▶ DATA RECORDS
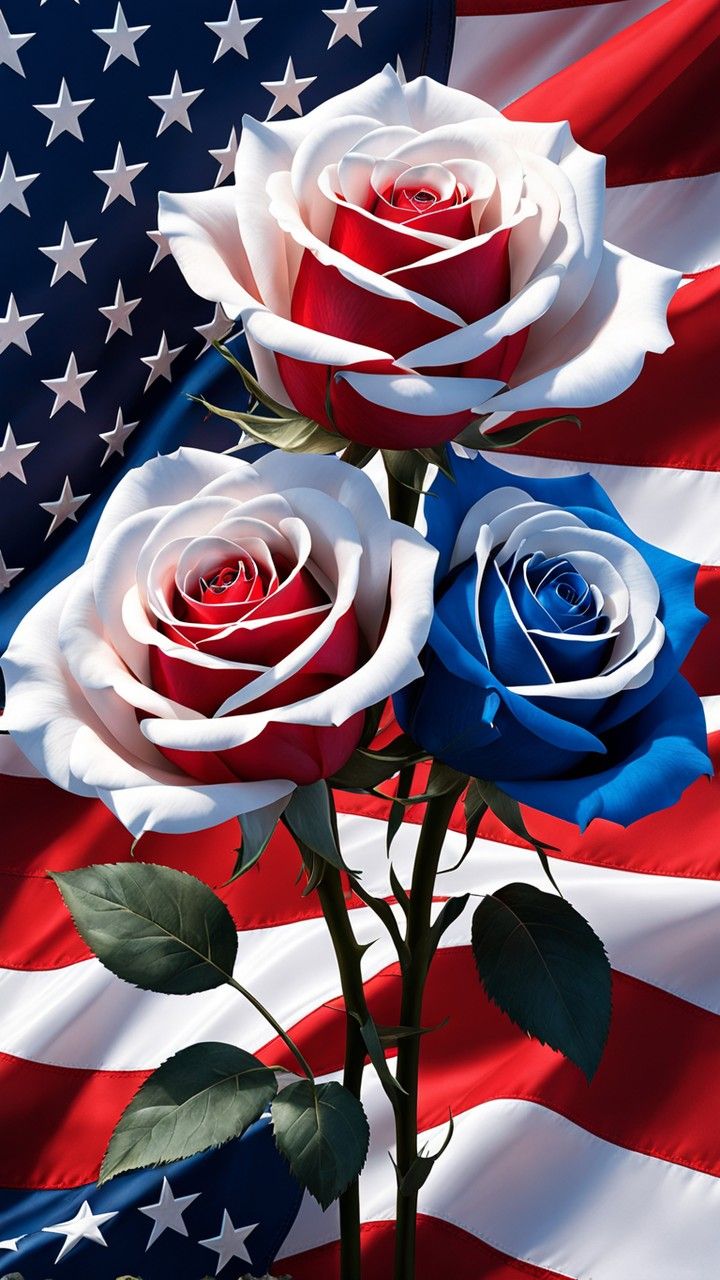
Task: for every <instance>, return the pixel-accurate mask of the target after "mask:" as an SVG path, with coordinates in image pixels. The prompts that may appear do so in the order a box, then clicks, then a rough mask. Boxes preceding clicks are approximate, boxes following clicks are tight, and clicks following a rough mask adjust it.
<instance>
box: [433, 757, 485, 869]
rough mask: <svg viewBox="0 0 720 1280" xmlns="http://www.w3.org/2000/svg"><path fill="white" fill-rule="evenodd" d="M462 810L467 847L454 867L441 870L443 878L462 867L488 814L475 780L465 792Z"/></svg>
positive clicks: (466, 847)
mask: <svg viewBox="0 0 720 1280" xmlns="http://www.w3.org/2000/svg"><path fill="white" fill-rule="evenodd" d="M462 808H464V810H465V847H464V850H462V852H461V854H460V858H459V859H457V861H456V863H454V864H452V867H443V868H441V876H446V874H447V873H448V872H456V870H457V868H459V867H461V865H462V863H464V861H465V859H466V856H468V854H469V852H470V850H471V847H473V845H474V842H475V838H477V835H478V828H479V826H480V822H482V820H483V817H484V814H486V813H487V812H488V805H487V803H486V801H484V800H483V796H482V794H480V791H479V788H478V783H477V780H475V778H470V786H469V787H468V790H466V792H465V800H464V801H462Z"/></svg>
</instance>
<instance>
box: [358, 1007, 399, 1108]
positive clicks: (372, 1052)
mask: <svg viewBox="0 0 720 1280" xmlns="http://www.w3.org/2000/svg"><path fill="white" fill-rule="evenodd" d="M360 1032H361V1034H363V1039H364V1042H365V1048H366V1050H368V1056H369V1059H370V1062H372V1064H373V1066H374V1068H375V1071H377V1073H378V1079H379V1080H380V1083H382V1084H383V1085H384V1088H386V1092H387V1094H388V1097H392V1094H393V1092H395V1091H398V1092H400V1093H407V1091H406V1089H404V1088H402V1085H401V1084H400V1083H398V1080H396V1078H395V1075H393V1074H392V1071H391V1069H389V1066H388V1065H387V1059H386V1056H384V1051H383V1046H382V1044H380V1038H379V1036H378V1028H377V1027H375V1024H374V1021H373V1019H372V1018H368V1019H366V1020H365V1021H364V1023H360Z"/></svg>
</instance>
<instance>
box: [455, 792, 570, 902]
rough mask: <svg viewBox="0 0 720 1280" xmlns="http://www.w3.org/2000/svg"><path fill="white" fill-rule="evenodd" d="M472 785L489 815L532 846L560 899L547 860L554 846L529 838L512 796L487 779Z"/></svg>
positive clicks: (549, 864) (555, 884)
mask: <svg viewBox="0 0 720 1280" xmlns="http://www.w3.org/2000/svg"><path fill="white" fill-rule="evenodd" d="M474 783H475V792H477V795H479V796H482V799H483V800H484V803H486V805H487V806H488V809H489V810H491V813H493V814H495V817H496V818H500V820H501V822H502V823H503V824H505V826H506V827H507V829H509V831H511V832H512V835H514V836H519V837H520V840H525V841H527V842H528V845H532V847H533V849H534V851H536V854H537V855H538V858H539V860H541V867H542V869H543V872H544V874H546V876H547V878H548V881H550V883H551V884H552V887H553V890H556V892H557V893H560V897H562V893H561V892H560V888H559V887H557V883H556V879H555V876H553V874H552V872H551V869H550V861H548V859H547V854H548V851H550V852H557V850H556V847H555V845H542V844H541V841H539V840H536V837H534V836H530V832H529V831H528V828H527V826H525V820H524V818H523V814H521V813H520V805H519V804H518V801H516V800H515V797H514V796H509V795H507V794H506V792H505V791H501V790H500V787H498V786H497V785H496V783H495V782H489V781H488V780H487V778H475V780H474Z"/></svg>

▶ WHAT YOU NEED TO DO
What is needed is an exact copy of the lines above, from the one containing "810L467 847L454 867L441" through the one containing "box: [358, 1007, 399, 1108]", with nothing added.

▶ ANSWER SECTION
rough mask: <svg viewBox="0 0 720 1280" xmlns="http://www.w3.org/2000/svg"><path fill="white" fill-rule="evenodd" d="M462 810L467 847L454 867L441 870L443 878L462 867L488 814L475 780L465 792Z"/></svg>
positive clicks: (466, 847)
mask: <svg viewBox="0 0 720 1280" xmlns="http://www.w3.org/2000/svg"><path fill="white" fill-rule="evenodd" d="M462 808H464V810H465V847H464V850H462V852H461V854H460V858H459V859H457V861H456V863H454V864H452V867H443V868H441V876H446V874H447V873H448V872H456V870H457V868H459V867H461V865H462V863H464V861H465V859H466V856H468V854H469V852H470V850H471V847H473V845H474V842H475V838H477V835H478V828H479V826H480V822H482V820H483V817H484V814H486V813H487V812H488V805H487V803H486V801H484V800H483V796H482V794H480V791H479V788H478V783H477V780H475V778H470V786H469V787H468V790H466V792H465V800H464V801H462Z"/></svg>
</instance>
<instance>
box: [358, 1007, 399, 1108]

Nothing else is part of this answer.